Directive.
Collect every line below that contains the string "baseball". Case counts.

Supplied data.
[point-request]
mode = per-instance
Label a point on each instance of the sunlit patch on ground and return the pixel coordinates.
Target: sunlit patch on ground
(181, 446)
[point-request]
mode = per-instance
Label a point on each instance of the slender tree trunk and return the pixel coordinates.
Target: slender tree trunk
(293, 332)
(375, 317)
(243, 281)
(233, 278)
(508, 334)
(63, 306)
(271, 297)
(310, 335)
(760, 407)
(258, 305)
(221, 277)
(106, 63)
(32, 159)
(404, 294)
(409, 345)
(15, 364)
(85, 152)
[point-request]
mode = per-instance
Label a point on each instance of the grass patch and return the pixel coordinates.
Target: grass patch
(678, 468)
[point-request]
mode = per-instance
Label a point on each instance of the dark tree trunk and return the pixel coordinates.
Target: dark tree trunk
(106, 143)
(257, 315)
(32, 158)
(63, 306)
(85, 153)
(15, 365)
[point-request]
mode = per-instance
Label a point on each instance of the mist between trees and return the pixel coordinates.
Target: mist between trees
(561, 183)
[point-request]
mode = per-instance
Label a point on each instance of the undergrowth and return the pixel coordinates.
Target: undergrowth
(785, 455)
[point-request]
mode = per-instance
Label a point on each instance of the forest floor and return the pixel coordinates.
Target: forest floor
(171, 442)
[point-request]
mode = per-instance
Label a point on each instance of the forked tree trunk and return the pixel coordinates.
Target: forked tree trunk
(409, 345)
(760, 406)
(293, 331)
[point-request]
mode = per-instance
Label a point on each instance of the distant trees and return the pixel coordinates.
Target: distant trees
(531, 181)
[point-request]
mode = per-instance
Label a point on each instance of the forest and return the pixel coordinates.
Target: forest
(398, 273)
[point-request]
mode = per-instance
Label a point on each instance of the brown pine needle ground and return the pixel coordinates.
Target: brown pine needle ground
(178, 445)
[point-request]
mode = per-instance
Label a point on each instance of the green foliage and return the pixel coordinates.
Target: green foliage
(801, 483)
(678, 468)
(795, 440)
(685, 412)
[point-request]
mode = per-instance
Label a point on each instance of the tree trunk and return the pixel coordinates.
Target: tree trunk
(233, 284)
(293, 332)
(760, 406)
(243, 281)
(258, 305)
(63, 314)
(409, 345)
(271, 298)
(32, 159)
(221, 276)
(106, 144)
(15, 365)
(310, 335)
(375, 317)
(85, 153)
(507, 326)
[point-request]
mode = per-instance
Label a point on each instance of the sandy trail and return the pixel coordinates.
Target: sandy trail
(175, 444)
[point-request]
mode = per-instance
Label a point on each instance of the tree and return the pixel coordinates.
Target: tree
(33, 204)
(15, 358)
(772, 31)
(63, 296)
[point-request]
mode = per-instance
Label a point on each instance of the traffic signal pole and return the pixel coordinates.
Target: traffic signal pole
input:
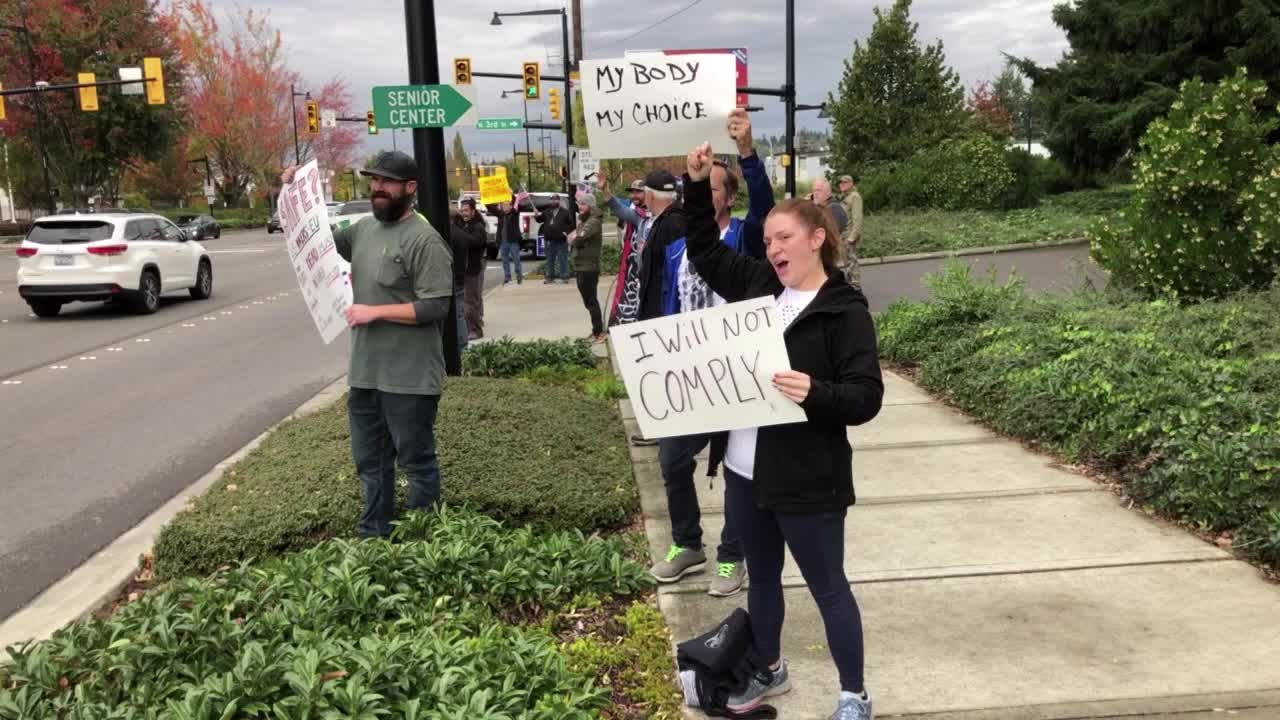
(433, 191)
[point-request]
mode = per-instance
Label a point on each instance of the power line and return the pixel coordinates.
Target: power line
(650, 27)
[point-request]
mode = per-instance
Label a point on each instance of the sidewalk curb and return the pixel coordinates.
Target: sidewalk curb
(96, 580)
(967, 251)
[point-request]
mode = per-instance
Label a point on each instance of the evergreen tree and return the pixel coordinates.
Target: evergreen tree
(895, 98)
(1128, 59)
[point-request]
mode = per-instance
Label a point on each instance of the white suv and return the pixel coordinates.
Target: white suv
(109, 256)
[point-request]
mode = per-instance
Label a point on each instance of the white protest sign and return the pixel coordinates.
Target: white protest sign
(323, 276)
(658, 105)
(705, 372)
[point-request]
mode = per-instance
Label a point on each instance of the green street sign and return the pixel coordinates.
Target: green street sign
(424, 105)
(499, 123)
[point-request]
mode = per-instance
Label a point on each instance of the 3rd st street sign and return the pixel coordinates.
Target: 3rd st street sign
(424, 105)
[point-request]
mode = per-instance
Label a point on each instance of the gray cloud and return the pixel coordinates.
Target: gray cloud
(365, 42)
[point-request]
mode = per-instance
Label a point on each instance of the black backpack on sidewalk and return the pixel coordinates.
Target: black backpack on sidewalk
(718, 664)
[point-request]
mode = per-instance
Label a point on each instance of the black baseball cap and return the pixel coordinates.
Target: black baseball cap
(661, 181)
(394, 165)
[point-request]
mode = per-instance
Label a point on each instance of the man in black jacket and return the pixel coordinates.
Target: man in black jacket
(470, 244)
(670, 226)
(557, 223)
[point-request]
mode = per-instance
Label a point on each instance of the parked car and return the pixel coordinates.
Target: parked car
(113, 256)
(200, 227)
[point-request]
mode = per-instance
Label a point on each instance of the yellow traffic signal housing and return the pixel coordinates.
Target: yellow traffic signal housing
(88, 95)
(462, 71)
(533, 76)
(312, 117)
(553, 100)
(154, 76)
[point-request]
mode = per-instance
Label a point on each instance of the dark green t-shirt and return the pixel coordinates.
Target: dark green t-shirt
(394, 263)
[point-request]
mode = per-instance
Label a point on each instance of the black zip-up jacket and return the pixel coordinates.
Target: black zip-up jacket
(474, 238)
(800, 466)
(667, 228)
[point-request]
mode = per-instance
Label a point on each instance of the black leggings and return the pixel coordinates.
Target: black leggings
(817, 542)
(588, 285)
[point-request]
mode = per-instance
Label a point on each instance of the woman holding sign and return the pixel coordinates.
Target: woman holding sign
(790, 486)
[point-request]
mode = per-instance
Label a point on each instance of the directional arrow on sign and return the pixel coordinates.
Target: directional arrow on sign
(424, 105)
(499, 123)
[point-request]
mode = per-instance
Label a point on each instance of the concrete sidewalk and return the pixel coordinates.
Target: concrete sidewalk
(995, 584)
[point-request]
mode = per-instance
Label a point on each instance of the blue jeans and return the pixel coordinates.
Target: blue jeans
(557, 260)
(388, 428)
(510, 253)
(817, 541)
(677, 459)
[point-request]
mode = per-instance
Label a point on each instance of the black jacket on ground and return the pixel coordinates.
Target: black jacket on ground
(801, 466)
(474, 240)
(667, 228)
(557, 223)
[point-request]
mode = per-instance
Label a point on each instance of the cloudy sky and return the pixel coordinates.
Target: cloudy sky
(364, 41)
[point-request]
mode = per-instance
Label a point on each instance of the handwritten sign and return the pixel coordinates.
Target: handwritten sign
(658, 105)
(494, 190)
(323, 276)
(708, 370)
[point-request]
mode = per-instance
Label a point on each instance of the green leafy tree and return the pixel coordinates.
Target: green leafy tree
(1205, 219)
(55, 40)
(895, 98)
(1128, 59)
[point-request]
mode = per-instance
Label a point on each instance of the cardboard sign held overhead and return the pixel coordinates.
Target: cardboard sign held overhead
(494, 190)
(658, 105)
(708, 370)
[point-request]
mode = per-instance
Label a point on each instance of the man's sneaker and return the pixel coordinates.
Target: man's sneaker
(679, 563)
(854, 707)
(760, 687)
(728, 579)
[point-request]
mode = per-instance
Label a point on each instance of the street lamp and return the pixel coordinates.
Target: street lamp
(293, 110)
(568, 65)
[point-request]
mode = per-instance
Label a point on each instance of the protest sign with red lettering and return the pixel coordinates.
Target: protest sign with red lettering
(323, 276)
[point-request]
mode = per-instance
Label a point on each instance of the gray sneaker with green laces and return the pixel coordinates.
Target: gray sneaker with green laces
(854, 707)
(680, 561)
(728, 579)
(760, 687)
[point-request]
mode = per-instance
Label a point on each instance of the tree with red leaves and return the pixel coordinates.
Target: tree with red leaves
(988, 113)
(54, 40)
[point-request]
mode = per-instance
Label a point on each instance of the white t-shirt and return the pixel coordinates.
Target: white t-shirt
(740, 455)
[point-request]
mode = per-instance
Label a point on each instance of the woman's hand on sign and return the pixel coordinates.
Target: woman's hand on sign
(792, 384)
(700, 163)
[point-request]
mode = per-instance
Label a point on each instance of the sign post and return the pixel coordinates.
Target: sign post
(424, 105)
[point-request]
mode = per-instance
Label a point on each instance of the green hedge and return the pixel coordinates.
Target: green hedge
(414, 628)
(519, 451)
(1180, 402)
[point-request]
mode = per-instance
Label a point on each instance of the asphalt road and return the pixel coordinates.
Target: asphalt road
(105, 415)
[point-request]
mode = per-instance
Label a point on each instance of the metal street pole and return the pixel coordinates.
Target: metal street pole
(433, 194)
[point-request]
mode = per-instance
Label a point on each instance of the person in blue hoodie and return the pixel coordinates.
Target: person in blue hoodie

Task answer.
Label a point on each instance of the black baseball cap and return the pixel coordinates.
Target: black baseball cap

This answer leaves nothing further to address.